> [WHAT YOU NEED TO DO]: Copy out the passage on Afro-Cuban life in Tampa and Santiago between "After Eusebia Cosme" and "and spiritual practices.", inclusive, switching "statue" to "image".

In More Than Black: Afro-Cubans in Tampa (2002) anthropologist Susan Greenbaum studies Jim Crow’s impact on Cuban and Bahamian immigrants who made up a significant percentage of the cigar industry workforce during the economic boom of late 19th century. Black immigrants worked in integrated spaces at their jobs, but could not study, join the same clubs or attend church with their white co-workers. In this enclave, couples such as Ramon and Susan Valdés, both Afro-Cuban immigrants, played a significant role in fostering sacred spaces. They co-founded St. James Episcopal Church in 1892, the first black church in Tampa, and with fellow working-class and professional immigrants, including doctors, teachers, artists, they founded the Sociedad Union Martí-Maceo in 1904, the first Afro-Cuban mutual aid club in the United States. In his memoir Black Cuban, Black American (2000), Evelio Grillo personally remembers attending weekly séances or misa espirituales with his mother while growing up in Ybor City. Diverse clients sought out Afro-Cuban women espiritistas to help them resolve their daily life issues.
Similar dynamics of spiritual life and racial disparities in Ybor City certainly resonates with the history of El Cobre and eastern Cuba. As Cosme became a integral member of the social clubs, she further cemented those connections in her fluidity living between black working-class and white elite spaces. This movement propels Cosme’s artistic trajectory forward and prepared her to navigate the racial and gender politics of the social clubs and performing arts in New York City. Interestingly enough, before Eusebia Cosme moves abroad she experienced a definitive moment of Santiago de Cuba’s religious history which reverberated throughout the nation.
After Eusebia Cosme studied music and declamation in Havana in the early 1930s, she briefly lived with her aunt in Santiago before she toured the island and the Caribbean. Therefore, it was an enormous honor when the city of Santiago de Cuba recognized Cosme as a Favorite Daughter (Hija Predilecta), which occurred within a month of the Virgin of Charity and Remedies coronation. The Eucharist Convention happened on December 20, 1936, and lasted for four days revolving around the ritual of crowning and adorning of the statue of the Virgin. Local government officials led public processionals and gave speeches that represented the white elite leadership’s efforts to maintain a racialized social and political order which publicly rejected black cultural and spiritual practices.

> [COLLECTED MATERIAL]:

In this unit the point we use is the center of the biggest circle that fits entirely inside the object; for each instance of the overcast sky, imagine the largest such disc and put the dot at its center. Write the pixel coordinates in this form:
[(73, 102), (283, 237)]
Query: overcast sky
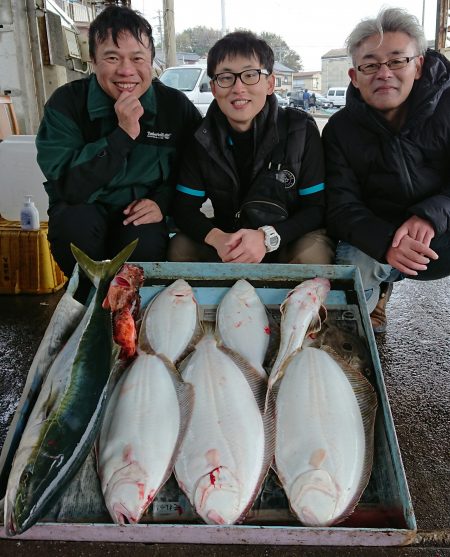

> [EXERCISE RESPONSE]:
After Eusebia Cosme studied music and declamation in Havana in the early 1930s, she briefly lived with her aunt in Santiago before she toured the island and the Caribbean. Therefore, it was an enormous honor when the city of Santiago de Cuba recognized Cosme as a Favorite Daughter (Hija Predilecta), which occurred within a month of the Virgin of Charity and Remedies coronation. The Eucharist Convention happened on December 20, 1936, and lasted for four days revolving around the ritual of crowning and adorning of the image of the Virgin. Local government officials led public processionals and gave speeches that represented the white elite leadership’s efforts to maintain a racialized social and political order which publicly rejected black cultural and spiritual practices.